• _Kısa görev_: Aşağıdaki Son Çıkış yazısından, "Aslı Daldal - Sinema" sözcüklerini içeren yerle açılıp "dosdoğru karşımıza çıkar." ile kapanan bölümü hiçbir harfini değiştirmeden çıktı olarak ver.

Kaçmak istediği şeyin aslında İstanbul değil, kendisinin de ciddi bir ortağı olduğu “geç kapitalizm” olduğunu kavrayamayan Tahsin, yine bir kadın yüzünden, hayatını allak bullak edecek bir İstanbul’dan kaçış macerasına soyunur

Son Çıkış

Aslı Daldal - Sinema Yazarı-Akademisyen

Geçen yıllarda Kusursuzlar’la tanıdığımız ezber bozma potansiyeli yüksek Ramin Matin’in metropoldeki sıkışmış beyaz yakalıların hikayesine odaklandığı Son Çıkış filmi pekçok açıdan dikkat çekici. Bir inşaat şirketinde çalışan ve bugün pekçoğumuzun şikayetçi olduğu kentsel dönüşüm ve toplu konut benzeri projeleri kotaran Tahsin (Deniz Celiloğlu), işine, hayatına yabancılaşmış tipik bir beyaz yakalı İstanbulludur. Filmin başından itibaren hepimize tanıdık gelebilecek trafik görüntüleri, inşaat manzaraları, stres ve koşuşturmaca sahneleri, fazla da bir alegorik anlatıma başvurulmadan, dosdoğru karşımıza çıkar.

Açık açık bunalan ve buralardan kaçmak isteyen Tahsin kız arkadaşlarıyla takıldığı bir bar gecesinde, “arayan bulur” şiarına uygun şekilde eski bir tanıdığı olan Siren’le karşılaşır. Son zamanlarda çok moda olan “İstanbul’dan doğaya kaçma” trendine uymuş ama bu pek de kolay olmayan her şeyi geride bırakma vartasını hasarsız atlatmış Siren, daha ilk başlardan pek de gerçekçi olmadığı belli olan bir “ütopya” portresi çizer Tahsin’e. Muğla’da organik tarım yapan bir komüne katılan Siren hayatından öylesine memnundur ve işleri öylesine iyi gitmiştir ki, fazla gelmeye başlayan organik ürünleri İstanbul’a pazarlamaya bile başlamıştır. Kaçmak istediği şeyin aslında İstanbul değil, kendisinin de ciddi bir ortağı olduğu “geç kapitalizm” olduğunu kavrayamayan Tahsin, yine bir kadın yüzünden, hayatını allak bullak edecek bir İstanbul’dan kaçış macerasına soyunur.

• _Kayıtlı veriler_:
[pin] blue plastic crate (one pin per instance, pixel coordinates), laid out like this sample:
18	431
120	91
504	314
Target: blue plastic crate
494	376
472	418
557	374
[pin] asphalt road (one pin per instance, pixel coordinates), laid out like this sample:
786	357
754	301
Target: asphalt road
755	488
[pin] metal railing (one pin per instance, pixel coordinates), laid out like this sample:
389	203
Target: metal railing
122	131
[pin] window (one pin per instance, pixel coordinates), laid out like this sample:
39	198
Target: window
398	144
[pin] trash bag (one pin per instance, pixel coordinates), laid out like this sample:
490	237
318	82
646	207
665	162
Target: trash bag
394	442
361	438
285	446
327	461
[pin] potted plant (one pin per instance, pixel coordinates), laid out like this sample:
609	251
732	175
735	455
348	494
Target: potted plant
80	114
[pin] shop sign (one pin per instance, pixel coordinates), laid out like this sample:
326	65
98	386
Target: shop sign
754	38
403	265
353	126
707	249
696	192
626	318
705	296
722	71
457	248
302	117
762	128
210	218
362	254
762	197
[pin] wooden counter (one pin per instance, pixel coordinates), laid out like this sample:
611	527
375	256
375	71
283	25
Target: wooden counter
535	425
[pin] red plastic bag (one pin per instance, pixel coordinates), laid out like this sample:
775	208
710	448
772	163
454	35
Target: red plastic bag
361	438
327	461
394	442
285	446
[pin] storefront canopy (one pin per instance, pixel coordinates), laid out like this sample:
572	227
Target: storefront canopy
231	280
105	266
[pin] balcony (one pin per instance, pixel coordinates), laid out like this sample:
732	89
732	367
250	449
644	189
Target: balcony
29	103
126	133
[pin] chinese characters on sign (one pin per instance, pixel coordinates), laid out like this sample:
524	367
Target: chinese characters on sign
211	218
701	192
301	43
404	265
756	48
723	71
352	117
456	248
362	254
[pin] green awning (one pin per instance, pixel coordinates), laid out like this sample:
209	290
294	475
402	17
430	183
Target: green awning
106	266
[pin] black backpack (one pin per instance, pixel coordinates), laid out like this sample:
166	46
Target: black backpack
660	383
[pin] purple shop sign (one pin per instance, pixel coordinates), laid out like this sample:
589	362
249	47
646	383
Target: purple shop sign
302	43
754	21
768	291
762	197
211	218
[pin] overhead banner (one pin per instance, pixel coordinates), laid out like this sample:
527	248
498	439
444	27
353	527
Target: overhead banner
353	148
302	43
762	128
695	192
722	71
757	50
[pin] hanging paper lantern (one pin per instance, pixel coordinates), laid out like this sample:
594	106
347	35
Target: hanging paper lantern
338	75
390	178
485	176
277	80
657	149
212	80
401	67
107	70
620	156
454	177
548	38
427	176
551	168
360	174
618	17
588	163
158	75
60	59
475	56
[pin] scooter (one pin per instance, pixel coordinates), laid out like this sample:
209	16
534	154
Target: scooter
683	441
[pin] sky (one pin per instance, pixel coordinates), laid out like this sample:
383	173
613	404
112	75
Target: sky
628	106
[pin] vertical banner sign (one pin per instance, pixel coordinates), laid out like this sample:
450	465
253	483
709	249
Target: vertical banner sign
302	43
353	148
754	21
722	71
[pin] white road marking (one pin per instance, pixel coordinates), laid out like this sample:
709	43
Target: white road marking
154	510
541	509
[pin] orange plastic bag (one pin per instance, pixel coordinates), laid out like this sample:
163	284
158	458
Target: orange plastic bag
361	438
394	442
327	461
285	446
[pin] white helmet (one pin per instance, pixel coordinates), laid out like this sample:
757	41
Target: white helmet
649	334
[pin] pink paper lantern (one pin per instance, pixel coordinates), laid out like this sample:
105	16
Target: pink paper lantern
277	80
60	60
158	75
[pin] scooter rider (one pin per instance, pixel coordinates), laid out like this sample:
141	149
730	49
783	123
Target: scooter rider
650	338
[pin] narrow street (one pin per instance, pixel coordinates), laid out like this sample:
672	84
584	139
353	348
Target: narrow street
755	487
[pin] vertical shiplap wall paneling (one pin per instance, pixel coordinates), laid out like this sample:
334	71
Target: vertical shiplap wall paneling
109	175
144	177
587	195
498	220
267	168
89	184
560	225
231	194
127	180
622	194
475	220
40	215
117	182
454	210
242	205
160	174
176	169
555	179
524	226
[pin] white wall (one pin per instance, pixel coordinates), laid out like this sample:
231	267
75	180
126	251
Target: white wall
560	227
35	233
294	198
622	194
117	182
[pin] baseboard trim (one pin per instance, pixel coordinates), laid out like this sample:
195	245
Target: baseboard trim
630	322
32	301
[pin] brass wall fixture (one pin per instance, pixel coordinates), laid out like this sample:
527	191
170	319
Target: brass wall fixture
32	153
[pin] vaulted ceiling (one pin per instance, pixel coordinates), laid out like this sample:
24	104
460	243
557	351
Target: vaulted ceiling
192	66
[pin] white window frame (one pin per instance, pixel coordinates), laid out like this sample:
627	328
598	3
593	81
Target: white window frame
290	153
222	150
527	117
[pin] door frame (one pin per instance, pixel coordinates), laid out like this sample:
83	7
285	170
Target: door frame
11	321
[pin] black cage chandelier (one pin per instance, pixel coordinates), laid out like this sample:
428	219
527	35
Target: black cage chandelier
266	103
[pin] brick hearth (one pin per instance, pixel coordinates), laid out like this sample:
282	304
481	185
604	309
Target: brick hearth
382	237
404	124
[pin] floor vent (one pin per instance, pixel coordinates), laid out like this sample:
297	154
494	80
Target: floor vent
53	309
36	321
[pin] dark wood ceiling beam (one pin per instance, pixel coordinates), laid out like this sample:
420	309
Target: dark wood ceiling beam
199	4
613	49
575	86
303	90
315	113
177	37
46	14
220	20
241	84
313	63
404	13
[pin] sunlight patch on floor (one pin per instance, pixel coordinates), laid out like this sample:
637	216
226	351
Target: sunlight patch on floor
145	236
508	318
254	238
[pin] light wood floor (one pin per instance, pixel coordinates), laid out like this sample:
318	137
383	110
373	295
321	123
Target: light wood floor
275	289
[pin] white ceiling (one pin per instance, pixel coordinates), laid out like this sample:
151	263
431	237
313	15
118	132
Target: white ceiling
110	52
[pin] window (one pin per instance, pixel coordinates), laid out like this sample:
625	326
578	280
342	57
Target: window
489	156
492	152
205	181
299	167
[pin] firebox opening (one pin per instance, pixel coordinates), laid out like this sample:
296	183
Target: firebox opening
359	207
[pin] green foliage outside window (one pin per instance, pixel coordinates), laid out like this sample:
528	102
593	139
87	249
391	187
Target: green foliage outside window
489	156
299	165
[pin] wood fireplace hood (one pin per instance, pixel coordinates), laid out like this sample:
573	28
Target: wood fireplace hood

• _Yazılı çözüm_:
Aslı Daldal - Sinema Yazarı-Akademisyen

Geçen yıllarda Kusursuzlar’la tanıdığımız ezber bozma potansiyeli yüksek Ramin Matin’in metropoldeki sıkışmış beyaz yakalıların hikayesine odaklandığı Son Çıkış filmi pekçok açıdan dikkat çekici. Bir inşaat şirketinde çalışan ve bugün pekçoğumuzun şikayetçi olduğu kentsel dönüşüm ve toplu konut benzeri projeleri kotaran Tahsin (Deniz Celiloğlu), işine, hayatına yabancılaşmış tipik bir beyaz yakalı İstanbulludur. Filmin başından itibaren hepimize tanıdık gelebilecek trafik görüntüleri, inşaat manzaraları, stres ve koşuşturmaca sahneleri, fazla da bir alegorik anlatıma başvurulmadan, dosdoğru karşımıza çıkar.